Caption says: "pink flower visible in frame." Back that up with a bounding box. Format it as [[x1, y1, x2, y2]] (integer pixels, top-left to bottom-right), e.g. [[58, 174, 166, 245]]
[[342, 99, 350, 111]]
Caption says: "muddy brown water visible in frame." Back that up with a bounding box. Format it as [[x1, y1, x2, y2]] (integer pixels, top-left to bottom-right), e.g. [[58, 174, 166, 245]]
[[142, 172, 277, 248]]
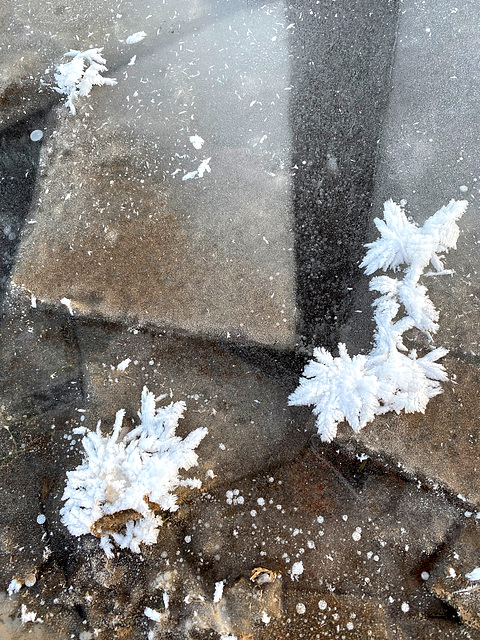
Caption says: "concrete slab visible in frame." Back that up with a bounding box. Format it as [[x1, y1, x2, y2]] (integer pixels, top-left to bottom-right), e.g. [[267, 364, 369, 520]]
[[13, 3, 296, 346], [338, 0, 480, 505]]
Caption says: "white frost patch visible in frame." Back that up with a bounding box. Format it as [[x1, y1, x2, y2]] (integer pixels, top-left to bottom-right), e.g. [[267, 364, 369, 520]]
[[60, 298, 73, 316], [7, 578, 23, 596], [117, 358, 132, 371], [143, 607, 163, 622], [182, 158, 212, 181], [213, 580, 225, 604], [125, 31, 147, 44], [189, 134, 205, 150], [60, 387, 207, 557], [54, 48, 117, 116], [289, 200, 468, 442], [465, 567, 480, 582], [21, 604, 43, 624], [30, 129, 43, 142], [290, 560, 303, 580]]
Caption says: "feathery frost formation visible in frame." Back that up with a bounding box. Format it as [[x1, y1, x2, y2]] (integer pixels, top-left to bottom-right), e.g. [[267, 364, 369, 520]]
[[289, 200, 468, 442], [54, 48, 117, 116], [60, 387, 207, 557]]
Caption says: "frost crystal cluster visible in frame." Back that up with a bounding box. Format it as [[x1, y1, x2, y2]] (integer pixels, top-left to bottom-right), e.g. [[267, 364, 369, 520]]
[[54, 49, 117, 115], [60, 387, 207, 557], [289, 200, 468, 442]]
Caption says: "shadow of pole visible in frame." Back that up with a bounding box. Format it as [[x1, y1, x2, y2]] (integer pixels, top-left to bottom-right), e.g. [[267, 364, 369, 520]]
[[287, 0, 398, 348]]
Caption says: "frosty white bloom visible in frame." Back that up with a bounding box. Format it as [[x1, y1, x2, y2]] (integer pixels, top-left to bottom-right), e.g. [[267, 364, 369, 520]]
[[213, 580, 225, 604], [465, 567, 480, 582], [125, 31, 147, 44], [289, 200, 467, 442], [290, 560, 303, 580], [54, 48, 117, 115], [60, 387, 207, 557], [289, 344, 379, 441]]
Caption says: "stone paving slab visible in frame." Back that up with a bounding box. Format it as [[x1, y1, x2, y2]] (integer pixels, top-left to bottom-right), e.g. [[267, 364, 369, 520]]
[[341, 0, 480, 506], [13, 2, 296, 346]]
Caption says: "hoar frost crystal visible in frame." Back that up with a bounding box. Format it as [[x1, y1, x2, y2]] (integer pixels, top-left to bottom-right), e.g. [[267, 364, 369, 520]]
[[289, 200, 468, 442], [60, 387, 207, 557]]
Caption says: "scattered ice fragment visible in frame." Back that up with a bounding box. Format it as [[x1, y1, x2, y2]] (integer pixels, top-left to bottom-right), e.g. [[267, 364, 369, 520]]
[[7, 578, 23, 596], [21, 604, 42, 624], [143, 607, 162, 622], [189, 134, 205, 150], [213, 580, 225, 604], [117, 358, 131, 371], [465, 567, 480, 582], [30, 129, 43, 142], [54, 48, 117, 116], [60, 298, 73, 316], [182, 158, 212, 181], [25, 573, 37, 587], [352, 527, 362, 542], [125, 31, 147, 44], [290, 560, 303, 580]]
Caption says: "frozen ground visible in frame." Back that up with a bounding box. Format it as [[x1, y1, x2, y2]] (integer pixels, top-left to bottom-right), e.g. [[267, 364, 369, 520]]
[[0, 0, 480, 640]]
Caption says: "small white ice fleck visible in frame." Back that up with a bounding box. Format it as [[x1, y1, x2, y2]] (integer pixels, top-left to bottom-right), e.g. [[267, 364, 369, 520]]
[[189, 134, 205, 149], [352, 527, 362, 542], [117, 358, 131, 371], [290, 560, 303, 580], [60, 298, 73, 316], [125, 31, 147, 44]]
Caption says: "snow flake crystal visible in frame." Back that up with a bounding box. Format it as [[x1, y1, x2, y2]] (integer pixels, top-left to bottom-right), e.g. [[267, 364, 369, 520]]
[[60, 387, 207, 557], [289, 200, 468, 442]]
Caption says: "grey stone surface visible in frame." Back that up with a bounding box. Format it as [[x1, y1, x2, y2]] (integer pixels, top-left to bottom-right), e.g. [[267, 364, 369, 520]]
[[342, 0, 480, 505], [13, 2, 296, 346]]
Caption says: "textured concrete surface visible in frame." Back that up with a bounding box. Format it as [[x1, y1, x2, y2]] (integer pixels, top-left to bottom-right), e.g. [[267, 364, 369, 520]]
[[0, 0, 480, 640]]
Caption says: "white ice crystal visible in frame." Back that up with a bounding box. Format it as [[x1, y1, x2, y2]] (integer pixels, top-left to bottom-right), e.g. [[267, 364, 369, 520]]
[[289, 200, 467, 442], [125, 31, 147, 44], [54, 48, 117, 115], [60, 387, 207, 557]]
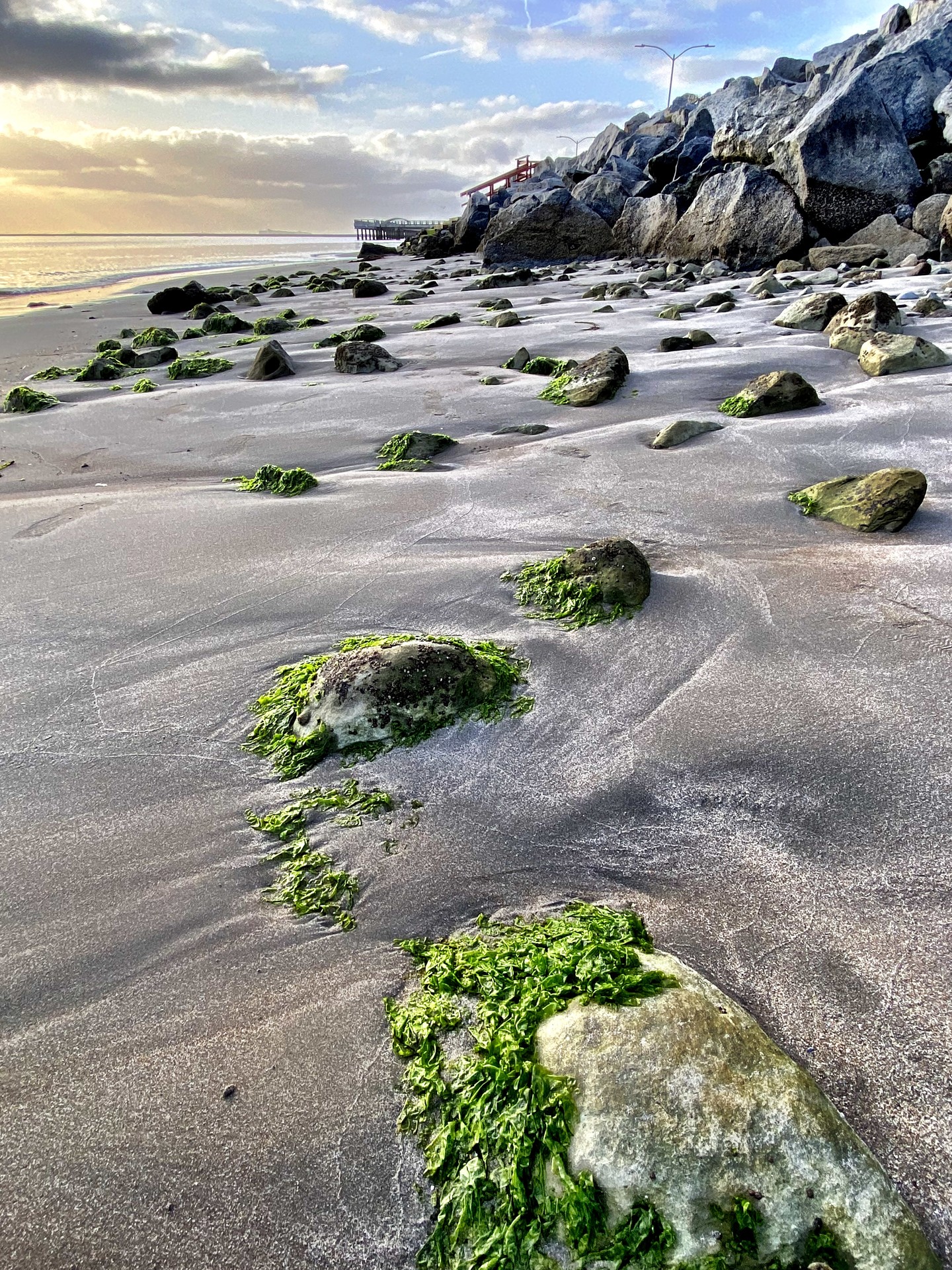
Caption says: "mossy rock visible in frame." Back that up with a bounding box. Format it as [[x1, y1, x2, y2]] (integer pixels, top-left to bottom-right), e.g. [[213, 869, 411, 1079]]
[[787, 468, 928, 533], [245, 635, 532, 779], [377, 432, 457, 472], [717, 371, 822, 419], [4, 385, 60, 414]]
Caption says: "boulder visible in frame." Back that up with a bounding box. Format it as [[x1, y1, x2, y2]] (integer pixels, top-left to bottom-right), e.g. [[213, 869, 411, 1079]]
[[573, 173, 632, 225], [651, 419, 723, 450], [665, 164, 806, 269], [294, 635, 496, 749], [773, 72, 922, 240], [826, 291, 902, 353], [350, 278, 389, 300], [717, 371, 821, 419], [481, 188, 612, 264], [773, 291, 847, 330], [612, 194, 678, 255], [334, 341, 403, 374], [859, 330, 949, 374], [245, 339, 297, 380], [536, 952, 938, 1270], [787, 468, 927, 533], [539, 348, 628, 405]]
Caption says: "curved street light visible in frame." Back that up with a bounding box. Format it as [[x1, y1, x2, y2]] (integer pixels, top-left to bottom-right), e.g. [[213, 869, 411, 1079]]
[[637, 44, 715, 108], [556, 132, 595, 159]]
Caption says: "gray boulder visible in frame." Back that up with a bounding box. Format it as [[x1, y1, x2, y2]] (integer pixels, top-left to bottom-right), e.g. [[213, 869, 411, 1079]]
[[665, 164, 806, 269], [773, 71, 922, 241], [481, 188, 612, 264], [573, 173, 632, 225], [537, 952, 938, 1270], [612, 194, 678, 255]]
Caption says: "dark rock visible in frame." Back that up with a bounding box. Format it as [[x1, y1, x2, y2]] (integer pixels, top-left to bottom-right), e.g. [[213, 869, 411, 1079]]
[[483, 188, 612, 264], [245, 339, 297, 380]]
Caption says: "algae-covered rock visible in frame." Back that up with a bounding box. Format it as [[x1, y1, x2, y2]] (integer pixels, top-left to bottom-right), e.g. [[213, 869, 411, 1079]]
[[537, 952, 938, 1270], [377, 432, 457, 472], [539, 347, 628, 405], [826, 291, 902, 353], [773, 291, 847, 330], [4, 385, 60, 414], [245, 339, 297, 380], [787, 468, 927, 533], [717, 371, 821, 419], [334, 339, 403, 374], [651, 419, 723, 450], [859, 331, 949, 374]]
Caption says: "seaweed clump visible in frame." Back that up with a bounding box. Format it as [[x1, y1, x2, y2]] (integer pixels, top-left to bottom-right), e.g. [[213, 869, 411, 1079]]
[[243, 635, 533, 780], [222, 464, 317, 498], [4, 386, 60, 414], [385, 904, 676, 1270], [245, 779, 393, 931]]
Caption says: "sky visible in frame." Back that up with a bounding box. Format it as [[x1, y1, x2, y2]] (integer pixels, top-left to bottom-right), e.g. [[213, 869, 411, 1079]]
[[0, 0, 885, 233]]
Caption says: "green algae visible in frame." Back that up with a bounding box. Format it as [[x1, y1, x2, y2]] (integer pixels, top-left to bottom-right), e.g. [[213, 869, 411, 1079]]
[[243, 635, 533, 780], [169, 353, 235, 380], [222, 464, 317, 498], [3, 385, 60, 414]]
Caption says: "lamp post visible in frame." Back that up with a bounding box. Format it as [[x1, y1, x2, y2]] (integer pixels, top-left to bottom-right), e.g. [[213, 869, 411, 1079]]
[[556, 132, 595, 159], [633, 44, 715, 109]]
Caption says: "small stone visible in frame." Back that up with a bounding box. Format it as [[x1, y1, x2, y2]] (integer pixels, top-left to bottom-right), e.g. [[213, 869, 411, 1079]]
[[787, 468, 928, 533], [859, 331, 949, 374], [651, 419, 723, 450]]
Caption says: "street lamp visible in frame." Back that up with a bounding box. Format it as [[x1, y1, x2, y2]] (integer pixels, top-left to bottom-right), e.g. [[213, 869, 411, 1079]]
[[632, 44, 715, 109], [556, 132, 595, 159]]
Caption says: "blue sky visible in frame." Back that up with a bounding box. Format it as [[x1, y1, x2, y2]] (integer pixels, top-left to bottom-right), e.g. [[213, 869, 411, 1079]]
[[0, 0, 880, 232]]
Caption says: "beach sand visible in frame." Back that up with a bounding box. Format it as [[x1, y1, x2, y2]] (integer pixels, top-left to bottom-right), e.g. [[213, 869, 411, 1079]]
[[0, 250, 952, 1270]]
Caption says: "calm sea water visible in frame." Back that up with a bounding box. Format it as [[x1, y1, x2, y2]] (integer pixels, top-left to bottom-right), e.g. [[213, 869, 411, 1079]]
[[0, 233, 357, 296]]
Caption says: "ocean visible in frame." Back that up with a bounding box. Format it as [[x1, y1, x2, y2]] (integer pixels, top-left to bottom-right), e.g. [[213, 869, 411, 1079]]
[[0, 233, 357, 300]]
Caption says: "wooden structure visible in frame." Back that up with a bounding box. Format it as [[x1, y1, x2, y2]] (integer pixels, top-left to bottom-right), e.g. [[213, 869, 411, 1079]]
[[459, 155, 538, 198], [354, 216, 443, 243]]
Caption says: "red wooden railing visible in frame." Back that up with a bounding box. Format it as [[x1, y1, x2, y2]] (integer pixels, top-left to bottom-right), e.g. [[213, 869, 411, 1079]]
[[459, 155, 538, 198]]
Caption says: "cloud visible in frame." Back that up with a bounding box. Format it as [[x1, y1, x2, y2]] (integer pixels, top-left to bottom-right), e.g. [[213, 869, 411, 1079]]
[[0, 0, 346, 101]]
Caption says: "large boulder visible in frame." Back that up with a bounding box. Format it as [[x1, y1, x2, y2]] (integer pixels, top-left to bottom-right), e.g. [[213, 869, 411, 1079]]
[[612, 194, 678, 255], [536, 952, 939, 1270], [773, 72, 922, 241], [481, 188, 612, 264], [573, 173, 632, 225], [665, 164, 806, 269], [826, 291, 902, 353]]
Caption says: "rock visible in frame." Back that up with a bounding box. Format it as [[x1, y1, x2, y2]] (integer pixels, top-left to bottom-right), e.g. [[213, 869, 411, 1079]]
[[826, 291, 902, 353], [245, 339, 297, 380], [350, 278, 389, 300], [809, 243, 882, 271], [612, 194, 678, 255], [665, 164, 806, 269], [912, 193, 949, 249], [539, 348, 628, 405], [651, 419, 723, 450], [846, 216, 929, 265], [773, 291, 847, 330], [334, 341, 403, 374], [859, 331, 949, 374], [573, 173, 642, 225], [773, 73, 922, 239], [787, 468, 927, 533], [481, 187, 612, 264], [537, 952, 938, 1270], [294, 640, 508, 749], [719, 371, 821, 419]]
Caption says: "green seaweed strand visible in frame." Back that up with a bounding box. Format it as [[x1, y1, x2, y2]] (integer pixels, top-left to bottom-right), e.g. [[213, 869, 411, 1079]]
[[385, 904, 675, 1270]]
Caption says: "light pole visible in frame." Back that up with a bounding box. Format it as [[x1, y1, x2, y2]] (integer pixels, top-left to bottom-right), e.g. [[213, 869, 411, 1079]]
[[556, 132, 595, 159], [632, 44, 715, 109]]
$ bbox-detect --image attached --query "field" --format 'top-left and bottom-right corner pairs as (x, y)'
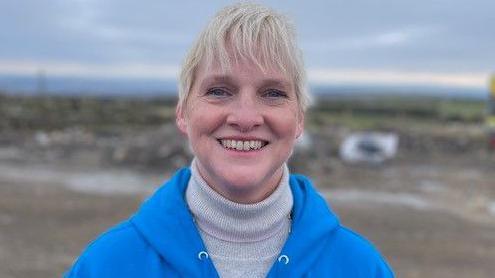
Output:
(0, 94), (495, 277)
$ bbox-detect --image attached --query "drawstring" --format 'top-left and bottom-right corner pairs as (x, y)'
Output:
(278, 255), (289, 264)
(198, 251), (210, 261)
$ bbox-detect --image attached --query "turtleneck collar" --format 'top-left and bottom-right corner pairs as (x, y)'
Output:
(186, 159), (293, 242)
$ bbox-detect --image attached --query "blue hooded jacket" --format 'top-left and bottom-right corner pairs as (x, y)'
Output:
(65, 168), (393, 278)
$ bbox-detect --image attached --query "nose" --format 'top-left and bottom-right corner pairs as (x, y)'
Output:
(227, 92), (264, 132)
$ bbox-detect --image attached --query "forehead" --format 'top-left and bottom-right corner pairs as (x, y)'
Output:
(195, 59), (293, 88)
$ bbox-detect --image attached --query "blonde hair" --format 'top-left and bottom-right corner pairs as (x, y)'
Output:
(179, 3), (310, 111)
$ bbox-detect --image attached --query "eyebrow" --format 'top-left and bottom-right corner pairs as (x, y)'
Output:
(201, 74), (291, 89)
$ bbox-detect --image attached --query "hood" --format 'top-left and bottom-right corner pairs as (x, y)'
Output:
(130, 168), (339, 277)
(130, 168), (218, 277)
(268, 175), (340, 277)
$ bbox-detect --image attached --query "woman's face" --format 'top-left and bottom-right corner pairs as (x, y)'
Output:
(177, 58), (304, 203)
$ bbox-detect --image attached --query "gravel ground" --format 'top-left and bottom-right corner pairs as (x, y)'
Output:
(0, 127), (495, 278)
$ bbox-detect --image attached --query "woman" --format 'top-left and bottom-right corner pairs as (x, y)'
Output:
(68, 4), (393, 277)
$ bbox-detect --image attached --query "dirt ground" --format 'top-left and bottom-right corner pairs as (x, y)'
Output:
(0, 151), (495, 278)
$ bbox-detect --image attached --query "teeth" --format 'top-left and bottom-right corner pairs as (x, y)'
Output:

Given instruction
Collect every line of the items above that contains the word "seaweed", and copy each one in full.

Problem solution
Caption says: "seaweed clump visible in frame." Back that up with a bounding box. Format it as [[x1, y1, x2, y2]] (integer pixels, top-left to bottom-right), e.g. [[213, 869, 411, 1079]]
Caption says: "green seaweed strand visible in frame." Back that up with a bounding box. Format it as [[x1, y1, x2, y2]] (integer pixels, top-left to bottom-right), e.g. [[213, 869, 411, 1079]]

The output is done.